Your task ->
In the listing below, reproduce verbatim everything from the line containing "segment <item>white edelweiss bloom</item>" down to the line containing "M346 243L342 242L342", both of those lines included. Leave the pictures out of your answer.

Source records ->

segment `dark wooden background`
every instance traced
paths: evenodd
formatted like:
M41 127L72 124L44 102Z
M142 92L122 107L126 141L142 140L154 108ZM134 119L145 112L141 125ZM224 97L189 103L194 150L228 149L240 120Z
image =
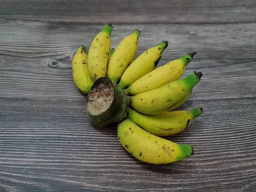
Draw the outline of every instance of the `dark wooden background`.
M256 191L256 1L0 0L0 191ZM202 115L167 137L195 155L140 162L117 124L97 128L72 58L112 23L112 47L141 31L137 56L169 41L158 66L198 54L204 73L179 109Z

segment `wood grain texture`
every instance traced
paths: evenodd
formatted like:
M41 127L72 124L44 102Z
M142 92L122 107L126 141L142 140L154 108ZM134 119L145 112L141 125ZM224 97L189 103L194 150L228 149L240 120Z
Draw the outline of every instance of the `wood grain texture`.
M0 192L256 191L255 1L14 1L0 0ZM88 121L71 62L109 22L113 48L142 31L136 57L169 41L158 67L198 52L183 76L204 76L179 109L204 113L166 137L193 156L145 164L117 124Z

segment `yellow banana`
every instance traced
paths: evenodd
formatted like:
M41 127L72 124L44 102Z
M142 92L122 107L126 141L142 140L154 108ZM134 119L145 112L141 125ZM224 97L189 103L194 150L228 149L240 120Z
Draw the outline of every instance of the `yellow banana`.
M110 59L110 58L111 57L111 56L112 56L112 55L113 54L113 52L114 52L114 51L115 50L115 49L110 49L110 52L109 52L109 55L108 55L108 60L109 61L109 60Z
M88 53L88 70L95 81L105 77L110 51L110 35L113 29L111 24L105 25L103 29L93 41Z
M137 80L154 70L168 46L168 41L163 41L142 53L124 72L118 85L122 88L127 88Z
M192 121L199 116L203 109L176 111L158 115L146 115L128 107L128 118L144 130L157 136L168 136L184 130Z
M134 30L125 38L116 48L108 66L108 77L116 84L127 67L132 62L138 47L138 38L140 32Z
M200 80L201 72L193 72L185 78L153 90L128 96L128 103L141 113L157 114L170 111Z
M192 61L195 54L196 52L186 54L180 58L155 69L133 83L125 91L128 95L135 95L177 80L184 73L187 65Z
M123 147L139 160L150 164L167 164L194 154L190 145L180 145L148 133L128 119L117 128Z
M87 69L87 54L85 47L80 46L72 61L73 79L75 83L82 92L88 93L93 84Z
M185 95L185 96L182 97L180 100L171 107L168 110L168 111L170 111L177 108L179 106L181 105L182 105L183 103L184 103L188 99L191 94L191 93L192 93L192 89L191 89L190 90L189 90L189 92L186 95Z

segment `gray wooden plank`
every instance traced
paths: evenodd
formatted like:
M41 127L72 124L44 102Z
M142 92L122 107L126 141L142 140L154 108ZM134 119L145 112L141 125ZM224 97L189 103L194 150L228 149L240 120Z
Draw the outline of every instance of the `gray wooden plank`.
M89 23L255 22L255 1L2 0L0 17Z
M73 1L66 6L65 1L0 1L0 17L6 19L0 20L0 191L255 191L255 2L141 1L131 7L99 1L75 12L80 1ZM101 16L110 8L117 13ZM100 129L88 121L87 96L73 82L71 58L102 27L90 23L109 20L116 23L113 47L134 29L142 31L137 56L169 41L158 66L198 52L183 76L194 70L204 76L179 109L198 106L204 113L167 137L192 144L193 156L145 164L119 143L116 123Z

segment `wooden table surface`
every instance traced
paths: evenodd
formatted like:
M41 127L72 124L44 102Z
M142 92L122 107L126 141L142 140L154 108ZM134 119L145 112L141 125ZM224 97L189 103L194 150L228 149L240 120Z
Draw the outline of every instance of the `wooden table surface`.
M256 1L0 0L0 191L256 191ZM111 47L134 29L136 57L169 41L158 66L198 55L201 81L180 109L204 113L168 139L195 155L146 164L117 124L87 118L73 80L78 46L105 23Z

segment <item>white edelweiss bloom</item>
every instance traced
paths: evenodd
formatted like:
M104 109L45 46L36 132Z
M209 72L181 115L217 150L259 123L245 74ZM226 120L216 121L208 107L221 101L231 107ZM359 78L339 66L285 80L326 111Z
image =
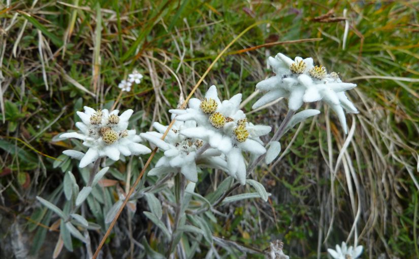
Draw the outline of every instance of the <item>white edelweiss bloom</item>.
M213 157L220 156L221 154L220 151L210 148L198 154L197 151L202 147L204 142L201 139L188 138L180 134L181 131L186 128L196 128L197 124L195 121L176 120L164 140L161 138L168 126L158 122L154 122L153 125L158 132L142 133L140 136L164 151L165 155L157 161L155 167L150 171L149 175L153 175L156 173L169 172L172 171L173 168L177 168L188 180L197 182L198 180L197 164L202 163L209 167L227 169L227 163L224 159Z
M119 83L119 84L118 85L118 87L122 91L129 92L131 90L131 85L132 85L133 84L130 82L128 82L126 80L122 80Z
M269 57L268 62L276 75L256 85L256 89L267 92L252 108L256 109L278 98L284 97L288 99L289 109L298 110L303 105L305 87L298 83L298 79L313 68L313 59L309 57L303 59L296 57L293 60L280 53L275 58Z
M358 111L345 95L345 91L355 87L357 85L342 82L334 72L327 75L322 80L302 75L298 80L306 89L303 101L309 103L324 100L336 113L343 131L347 133L346 119L343 110L350 113L358 113Z
M107 109L94 110L84 107L84 112L77 112L81 122L76 123L76 126L81 132L61 134L60 138L75 138L83 141L83 144L89 147L87 152L81 157L80 168L83 168L99 157L108 156L115 161L119 159L120 154L128 156L147 154L149 148L139 144L141 141L135 130L127 130L128 120L134 111L127 110L118 116L117 110L110 113ZM72 157L80 156L74 152L65 151Z
M346 243L342 242L342 245L336 245L336 250L328 249L328 252L335 259L357 259L362 253L363 247L359 245L353 248L352 246L348 247Z
M345 95L344 91L357 85L344 83L338 74L328 74L320 66L313 67L313 59L297 57L294 60L281 53L269 62L276 75L260 82L256 88L267 92L253 105L256 109L280 97L288 99L290 110L299 109L304 103L323 100L338 115L345 133L347 133L344 109L347 112L358 110Z
M136 84L139 84L142 78L143 75L137 70L134 70L132 74L128 75L128 81L131 83L135 82Z
M202 139L222 152L227 159L229 174L245 184L246 165L242 152L245 151L259 156L266 152L259 137L269 133L271 127L248 123L246 115L239 108L241 98L239 93L221 102L216 87L213 85L204 100L192 99L185 110L169 111L178 115L176 120L196 121L197 127L183 130L181 134Z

Result of the task ->
segment <item>white edelweiss bloom</item>
every instance traced
paths: evenodd
formatted like:
M104 109L45 46L36 132Z
M209 72L181 115L217 150L259 123L245 74ZM226 120L216 121L208 107L221 101L231 107ZM359 78L339 66L285 80L326 111Z
image =
Draw the outline of every instance of the <item>white edelweiss bloom</item>.
M213 157L220 156L221 154L220 151L210 148L198 154L197 151L202 147L204 142L201 139L188 138L180 134L181 131L186 128L196 128L197 124L195 121L176 120L164 140L161 138L168 126L158 122L154 122L153 125L158 132L142 133L140 136L164 151L165 155L157 161L155 167L150 171L149 175L153 175L156 173L169 172L172 171L173 168L177 168L188 180L197 182L198 180L197 164L202 163L209 167L227 169L227 163L224 159Z
M119 83L119 84L118 85L118 87L122 91L129 92L131 90L131 85L132 85L133 84L130 82L128 82L126 80L122 80Z
M269 57L268 62L276 75L256 85L256 89L267 92L252 108L256 109L278 98L284 97L288 99L289 109L298 110L303 105L305 87L298 83L298 79L313 68L313 59L309 57L303 59L296 57L293 60L280 53L275 58Z
M358 111L345 95L345 91L355 87L357 85L342 82L334 72L327 75L322 80L302 75L298 80L306 89L303 101L309 103L324 100L336 113L343 131L347 133L346 119L343 110L350 113L358 113Z
M107 109L94 110L84 107L84 112L77 112L81 122L76 123L76 126L81 132L61 134L60 138L75 138L83 141L83 144L89 147L87 152L81 157L80 168L83 168L99 157L108 156L115 161L119 159L120 154L128 156L147 154L149 148L139 144L141 141L135 130L127 130L128 120L134 111L127 110L118 116L117 110L110 113ZM72 157L80 156L74 152L65 151Z
M346 243L342 242L342 245L336 245L336 250L328 249L328 252L335 259L357 259L362 253L363 247L359 245L353 248L352 246L348 247Z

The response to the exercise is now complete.